──────── TEXT FOR ANALYSIS ────────
Chronic-pain patients who stop taking opioids are more likely to die of an overdose than patients who stay on prescribed opioids, according to a newly published study of Harborview Medical Center patients.
The findings suggest that federal guidelines given to doctors who prescribe opioids might not be keeping patients safe, the study’s authors assert.
Further, doctors and clinics that prescribe opioids should also provide access to medications like buprenorphine, which helps people with opioid-use disorders stay off the pain medication, said one of the study’s authors, Dr. Joseph Merrill, who teaches at the University of Washington School of Medicine and works at the Adult Medicine Clinic at Harborview Medical Center.
The study, which was published Aug. 29 in the Journal of General Internal Medicine, aimed to gather information that could make prescribing opioids safer, Merrill said. It examined 572 chronic-pain patients at Harborview’s Adult Medicine Clinic who enrolled in the state’s opioid registry between 2010 and 2015. Of those, 344 stopped taking opioids during the course of the study, and 119 died. Twenty-one of the deaths were due to an overdose, and almost everyone who died of an overdose had at some point stopped treatment at the clinic.
Merrill said he was surprised at the number of people who died, given the small size of the study.
Some patients had stopped taking their prescribed opioids voluntarily, while others were taken off treatment by a doctor because their behavior put them at risk. This group largely didn’t interact with medical professionals after they stopped treatment, and it isn’t completely known which drugs the people who stopped treatment overdosed on, Merrill said.
“There was some discontinuity of care,” Merrill said. “How much of that is related, we don’t know.”
In 2016, a year after the study ended, the Centers for Disease Control and Prevention (CDC) issued its first guidelines for prescribing opioids. The guidelines focus on three areas:
- When opioids should be started or continued for patients with chronic pain.
- Opioid selection, dosage, duration and when the treatment should be discontinued.
- Assessing risk and addressing the harms of opioid use.
After analyzing the results of this study, however, Merrill said these measures, which were meant to make prescribing opioids safer, “might not have worked as well as we hoped.”
“We are worried by these results because they suggest that the policy recommendations intended to make opioid prescribing safer are not working as intended,” the study’s lead author, Dr. Jocelyn James, an assistant professor at UW Medicine, said in a statement. “We have to make sure we develop systems to protect patients.”
With the CDC guidelines in place, more needs to be known about how patients fare when taken off opioids, Merrill said. The study’s researchers wrote that, “discontinuing chronic opioid therapy was associated with increased risk of death in this observational study.”
At the time of the study, doctors weren’t allowed to treat patients coming off opioids with buprenorphine. Since then, the laws have changed. Merrill said medications that help ease patients off opioids are now used at Harborview and should be used in any clinic where people are using opioids for chronic pain.
──────── DATA SUPPLIED ────────
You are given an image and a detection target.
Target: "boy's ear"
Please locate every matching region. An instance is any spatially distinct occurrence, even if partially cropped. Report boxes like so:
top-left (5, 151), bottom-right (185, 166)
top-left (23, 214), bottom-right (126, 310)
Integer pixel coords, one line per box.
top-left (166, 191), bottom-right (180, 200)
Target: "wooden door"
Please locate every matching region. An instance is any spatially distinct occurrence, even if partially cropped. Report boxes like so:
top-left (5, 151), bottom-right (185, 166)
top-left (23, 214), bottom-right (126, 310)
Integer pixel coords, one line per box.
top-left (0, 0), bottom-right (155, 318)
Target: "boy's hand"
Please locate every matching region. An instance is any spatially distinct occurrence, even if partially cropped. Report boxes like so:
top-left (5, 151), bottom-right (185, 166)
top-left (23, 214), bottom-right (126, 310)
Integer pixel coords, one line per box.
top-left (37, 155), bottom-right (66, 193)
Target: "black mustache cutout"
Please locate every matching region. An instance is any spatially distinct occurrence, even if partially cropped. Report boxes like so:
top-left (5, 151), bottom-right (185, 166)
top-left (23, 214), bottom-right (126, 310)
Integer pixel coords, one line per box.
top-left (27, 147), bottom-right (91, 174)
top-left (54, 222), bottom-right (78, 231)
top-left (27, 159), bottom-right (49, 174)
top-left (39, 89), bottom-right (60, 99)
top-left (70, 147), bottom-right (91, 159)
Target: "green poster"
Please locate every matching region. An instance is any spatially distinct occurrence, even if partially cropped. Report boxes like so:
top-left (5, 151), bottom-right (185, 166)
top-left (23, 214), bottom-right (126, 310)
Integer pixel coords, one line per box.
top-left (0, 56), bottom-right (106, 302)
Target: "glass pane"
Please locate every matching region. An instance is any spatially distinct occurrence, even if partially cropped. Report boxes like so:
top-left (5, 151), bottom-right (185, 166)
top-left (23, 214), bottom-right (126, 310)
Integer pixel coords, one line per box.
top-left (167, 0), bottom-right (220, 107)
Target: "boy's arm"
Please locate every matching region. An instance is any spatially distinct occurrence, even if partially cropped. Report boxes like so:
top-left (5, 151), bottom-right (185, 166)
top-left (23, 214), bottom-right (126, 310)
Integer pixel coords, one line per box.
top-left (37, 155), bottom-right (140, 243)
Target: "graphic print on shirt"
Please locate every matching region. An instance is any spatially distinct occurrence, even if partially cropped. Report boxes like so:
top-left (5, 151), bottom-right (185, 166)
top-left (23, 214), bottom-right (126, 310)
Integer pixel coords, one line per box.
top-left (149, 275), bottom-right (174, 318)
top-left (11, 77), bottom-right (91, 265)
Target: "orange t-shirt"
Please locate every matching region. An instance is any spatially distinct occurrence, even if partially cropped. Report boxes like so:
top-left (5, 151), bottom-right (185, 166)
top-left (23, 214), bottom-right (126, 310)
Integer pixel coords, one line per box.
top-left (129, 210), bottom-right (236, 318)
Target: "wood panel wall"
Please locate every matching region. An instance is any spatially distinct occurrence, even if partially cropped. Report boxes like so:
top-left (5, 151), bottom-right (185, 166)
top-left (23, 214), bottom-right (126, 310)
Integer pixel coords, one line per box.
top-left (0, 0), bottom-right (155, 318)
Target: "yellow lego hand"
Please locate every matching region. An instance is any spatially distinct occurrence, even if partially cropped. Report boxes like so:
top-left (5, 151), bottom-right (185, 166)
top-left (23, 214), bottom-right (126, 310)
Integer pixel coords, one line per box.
────────
▶ **ACTIVITIES**
**a)** Summarize the article on opioid discontinuation in two sentences.
**b)** Please quote the article on opioid discontinuation word for word, beginning at the words "At the time" and stopping after "for chronic pain.".
Rely only on the text, not on the lines.

▶ **ANSWERS FOR THE EXERCISE**
**a)** A study of 572 chronic-pain patients at Harborview Medical Center, published in the Journal of General Internal Medicine, found that patients who stopped taking opioids were more likely to die of an overdose than those who stayed on prescribed opioids. The authors say this suggests federal guidelines for prescribing opioids might not be keeping patients safe, and Dr. Joseph Merrill said clinics that prescribe opioids should also provide medications like buprenorphine.

**b)**
At the time of the study, doctors weren’t allowed to treat patients coming off opioids with buprenorphine. Since then, the laws have changed. Merrill said medications that help ease patients off opioids are now used at Harborview and should be used in any clinic where people are using opioids for chronic pain.